What to work on:
Using the entries that follow, report how many lines contain the word "power". Only the number is wanted.
+--
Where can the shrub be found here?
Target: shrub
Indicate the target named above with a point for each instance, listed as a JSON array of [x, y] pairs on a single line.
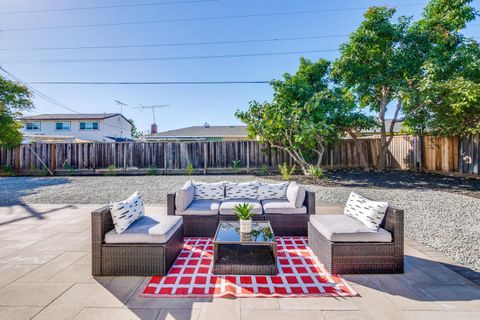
[[285, 171], [264, 170], [316, 172], [189, 169], [152, 171], [235, 166]]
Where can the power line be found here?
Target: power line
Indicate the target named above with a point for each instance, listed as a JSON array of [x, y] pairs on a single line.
[[95, 83], [53, 101], [240, 16], [178, 44], [202, 57], [147, 4]]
+--
Reply to the task:
2